**Passage given:**
##########

2

I have a table with the following structure

CREATE TABLE tbl 
(
    id int NOT NULL,
    field_ID int NULL,
    field_VALUE float NULL,
    field_TIMESTAMP datetime NULL,
    field_QUALITY smallint NULL,
    -- more <fields> columns, for each all of the four above will be repeated
    CONSTRAINT pk_id PRIMARY KEY (id)
);

This table structure is the result of an external program and I cannot change it except for some minor changes. Currently the table has roughly 3 million rows.

Now I usually select data for a certain timerange and quality threshold:

SELECT *
FROM tbl
WHERE 
    field_TIMESTAMP >= '2023-04-01 00:00:00' AND
    field_TIMESTAMP < '2023-04-08 00:00:00' AND
    field_QUALITY >= 192

This query takes roughly 3 minutes to run. To solve this issue I created a nonclustered index on the timestamp column which should be my primary filter:

CREATE NONCLUSTERED INDEX tbl_idx ON tbl (field_TIMESTAMP);

Unfortunately the execution plan shows, that the optimiser does not use my index when executing the query and it still runs for ~3 minutes. However, when I manually force it to use the index the query succeeds in 0.3 seconds:

SELECT *
FROM tbl
WITH (INDEX(tbl_idx))
WHERE 
    field_TIMESTAMP >= '2023-04-01 00:00:00' AND
    field_TIMESTAMP < '2023-04-08 00:00:00' AND
    field_QUALITY >= 192

I do not like to force the query compiler on an index, since things might change and it would require manually modifying all queries.

Is there a reason, that SQL Server decides against using the index? I tried updating the table statistics (UPDATE STATISTICS tbl WITH FULLSCAN), but nothing changed. Can I improve my SELECT in some way?

Update

I now have the following indices created

CREATE NONCLUSTERED INDEX tbl_TIMESTAMP_IDX 
ON tbl (field_TIMESTAMP ASC);

CREATE NONCLUSTERED INDEX tbl_VALUE_IDX 
ON tbl (field_TIMESTAMP ASC) 
   INCLUDE (field_VALUE);

CREATE NONCLUSTERED INDEX tbl_quality_idx 
ON tbl (field_QUALITY ASC);

CREATE NONCLUSTERED INDEX tbl_filter_timestamp_idx 
ON tbl (field_TIMESTAMP ASC) 
WHERE ([field_QUALITY] >= (192));

My observations (where clause simplified):

Query:

SELECT field_VALUE, field_TIMESTAMP 
FROM tbl 
WHERE field_TIMESTAMP > 'A' 
  AND field_TIMESTAMP < 'B'

Uses the INCLUDEd Index, but would require to have every column that I need in the index.

##########

**Data rows:**
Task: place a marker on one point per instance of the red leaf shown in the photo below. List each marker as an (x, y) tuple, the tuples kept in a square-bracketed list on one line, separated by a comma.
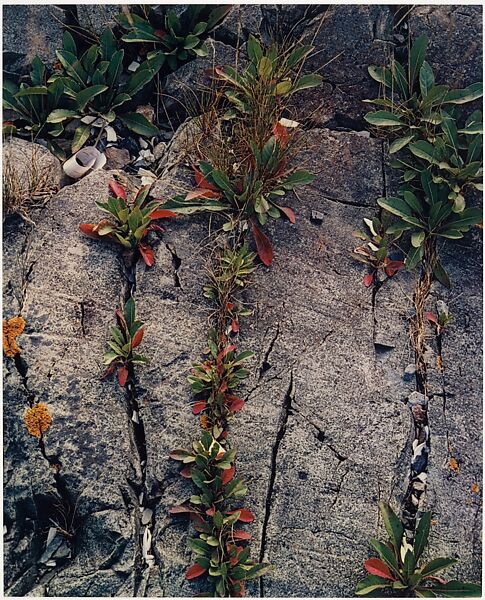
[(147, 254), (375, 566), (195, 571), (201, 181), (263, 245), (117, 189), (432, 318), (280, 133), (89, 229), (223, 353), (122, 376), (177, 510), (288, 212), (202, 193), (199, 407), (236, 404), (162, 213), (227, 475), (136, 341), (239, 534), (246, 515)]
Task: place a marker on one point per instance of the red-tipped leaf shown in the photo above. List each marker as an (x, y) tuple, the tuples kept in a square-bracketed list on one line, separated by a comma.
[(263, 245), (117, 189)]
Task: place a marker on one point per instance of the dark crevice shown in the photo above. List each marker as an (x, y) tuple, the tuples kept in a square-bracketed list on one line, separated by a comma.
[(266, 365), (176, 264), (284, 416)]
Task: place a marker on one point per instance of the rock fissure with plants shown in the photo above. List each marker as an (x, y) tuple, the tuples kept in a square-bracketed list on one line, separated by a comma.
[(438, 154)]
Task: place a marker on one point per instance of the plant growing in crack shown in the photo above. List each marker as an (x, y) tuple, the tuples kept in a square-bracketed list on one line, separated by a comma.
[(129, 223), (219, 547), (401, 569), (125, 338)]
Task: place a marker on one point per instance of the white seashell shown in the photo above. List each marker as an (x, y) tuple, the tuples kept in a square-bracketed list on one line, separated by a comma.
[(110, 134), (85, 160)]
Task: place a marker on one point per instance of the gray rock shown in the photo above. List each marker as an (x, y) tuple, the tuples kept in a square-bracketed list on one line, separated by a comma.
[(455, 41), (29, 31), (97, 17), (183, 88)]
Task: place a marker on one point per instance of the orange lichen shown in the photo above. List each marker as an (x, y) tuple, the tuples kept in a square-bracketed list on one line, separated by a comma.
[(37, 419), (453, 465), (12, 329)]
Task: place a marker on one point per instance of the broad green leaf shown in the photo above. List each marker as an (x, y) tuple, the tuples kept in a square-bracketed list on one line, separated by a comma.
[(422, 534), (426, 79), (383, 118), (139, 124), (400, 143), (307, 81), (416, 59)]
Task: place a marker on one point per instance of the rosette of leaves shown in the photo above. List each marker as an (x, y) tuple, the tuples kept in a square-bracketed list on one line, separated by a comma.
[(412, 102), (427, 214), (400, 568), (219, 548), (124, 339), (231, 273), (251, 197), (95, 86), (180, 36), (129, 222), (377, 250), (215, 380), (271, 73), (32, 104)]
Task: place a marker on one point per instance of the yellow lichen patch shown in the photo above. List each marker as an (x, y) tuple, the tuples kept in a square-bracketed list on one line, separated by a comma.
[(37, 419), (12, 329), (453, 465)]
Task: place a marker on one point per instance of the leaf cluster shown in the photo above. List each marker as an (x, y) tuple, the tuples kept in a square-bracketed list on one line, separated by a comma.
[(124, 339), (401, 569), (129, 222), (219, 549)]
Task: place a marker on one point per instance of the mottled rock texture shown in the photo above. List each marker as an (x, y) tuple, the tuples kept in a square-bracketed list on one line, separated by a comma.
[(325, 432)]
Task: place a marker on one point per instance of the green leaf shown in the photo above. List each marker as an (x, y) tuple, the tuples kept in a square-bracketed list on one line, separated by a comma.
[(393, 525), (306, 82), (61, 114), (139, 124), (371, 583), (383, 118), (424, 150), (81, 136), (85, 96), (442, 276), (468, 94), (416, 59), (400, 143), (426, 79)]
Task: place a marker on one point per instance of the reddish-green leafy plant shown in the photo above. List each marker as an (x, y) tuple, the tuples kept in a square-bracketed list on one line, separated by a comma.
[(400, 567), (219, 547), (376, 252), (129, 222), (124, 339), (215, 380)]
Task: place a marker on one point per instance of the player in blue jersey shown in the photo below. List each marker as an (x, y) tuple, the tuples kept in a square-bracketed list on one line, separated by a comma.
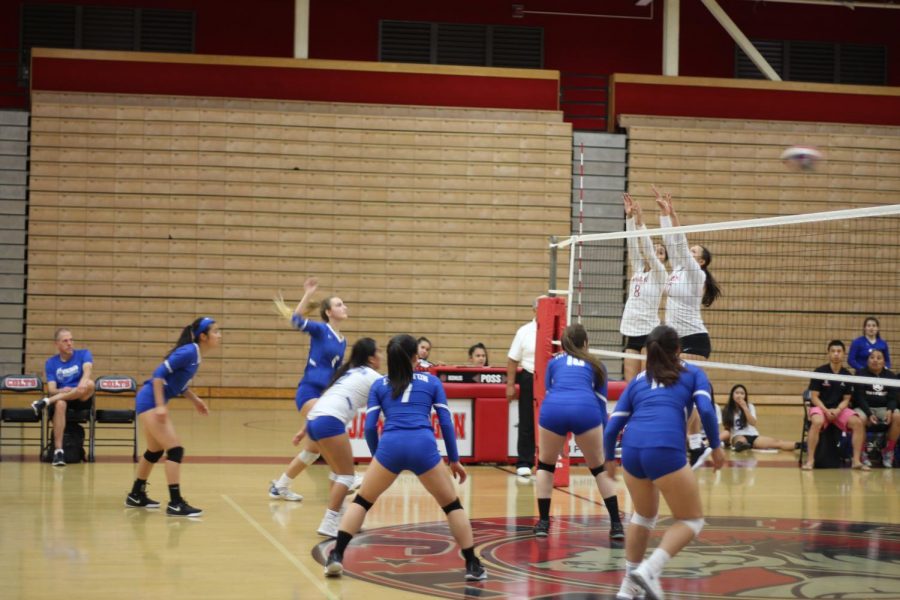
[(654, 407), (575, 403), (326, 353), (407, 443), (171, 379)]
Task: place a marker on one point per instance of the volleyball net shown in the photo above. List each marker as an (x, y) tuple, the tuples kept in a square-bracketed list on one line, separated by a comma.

##########

**Exercise task 1:** Put this sentence from the SQL Server index thread into Spanish: "Currently the table has roughly 3 million rows."
**Exercise task 2:** According to the SQL Server index thread, how long does the query take when it is forced to use the index?
The records can be set aside; they play no part here.

**Written answer 1:** Actualmente la tabla tiene aproximadamente 3 millones de filas.

**Written answer 2:** 0.3 seconds.